◆ The tasks ◆
1. In the recipe post, where are the chilies placed?
2. Reproduce word for word the stretch of the recipe post from "1. Use a Silpat" through "of freezer paper.".

──────── Passage given

Hot Silk

January 20th, 2007

This is my recipe for Sugar High Friday, as directed from David Lebovitz’ wonderful site. Only for David. I am not a real sweets lover, and then mainly fruit based sweets, this one had to be chocolate. I like chocolate, but I am not usually its slave. I used Valrhona chocolate because it is what I always use, trudging home from Eurochocolate every year with a kilo or two. Everything I make tastes better made with Valrhona.
Tonight my kitchen is a morass of butter and sugar bits that flew free from the mixer, cocoa powder that fluffed and dusted and slid from there to everywhere, and as I type I can hear the crack-crack of hardening caramelized sugar syrup. I am nipping at pieces of prosciutto to get the taste of sugar out of my mouth.

I tried to think of what I would like if it were chocolate. I decided I would like something slick, something crunchy, something creamy and that it should have chilies, but not inside the chocolate.
With the chilies in the spun sugar, the shy can eat less and the bold more. It actually is quite nice!

The chocolate

1 cup butter
1 cup sugar
Butter sugar 1
4 sq. melted Valrhona Le Noir Gastonomie chocolate
2 teaspoons rum

2 eggs
½ cup sifted Valrhona 100% cacao powder
2 more eggs

Cream the butter and the sugar together until really well blended.
Add the melted chocolate and the rum and incorporate them well.
Beat in 2 eggs, one at a time, beating 5 minutes to incorporate each at medium speed.
Sift the cocoa onto the mixture gradually while continuing to beat.
Add the next two eggs, one at a time, beating again five minutes after each egg is added.
Lightly spray molds with oil, then fill them with this mixture, using a large spoon, then use a palette knife to flatten them and to remove excess mixture. Chill in the refrigerator for several hours.
When they are firm, turn them out onto waxed paper and then slide them onto a pool of heavy cream on a serving plate. Mine needed the urging of a dip into warm water first.

The spun sugar

2 cups granulated sugar
1/2 cup water
1/2 teaspoon corn syrup
6 small very hot chilies, cracked open
Vegetables spray and/or oil

1. Use a Silpat if you have one. If you want to make forms, then spray oil onto the outside of an upturned bowl. I used plastic, just in case I had to toss it.
2. If you don’t have a Silpat sheet, and why don’t you, use buttered foil or the shiny side of freezer paper.

────────────────
──────── Source excerpt

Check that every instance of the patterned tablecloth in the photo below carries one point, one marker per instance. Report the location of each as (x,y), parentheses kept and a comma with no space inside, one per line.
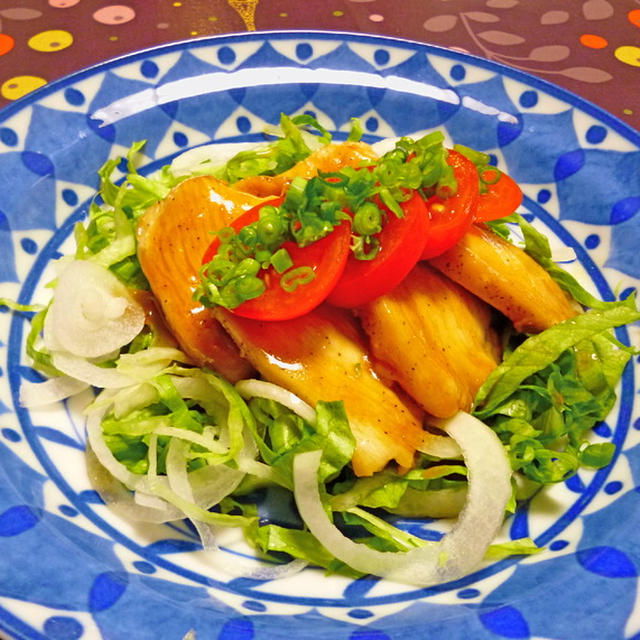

────────────────

◆ The solutions ◆
1. In the spun sugar, not inside the chocolate.

2.
1. Use a Silpat if you have one. If you want to make forms, then spray oil onto the outside of an upturned bowl. I used plastic, just in case I had to toss it.
2. If you don’t have a Silpat sheet, and why don’t you, use buttered foil or the shiny side of freezer paper.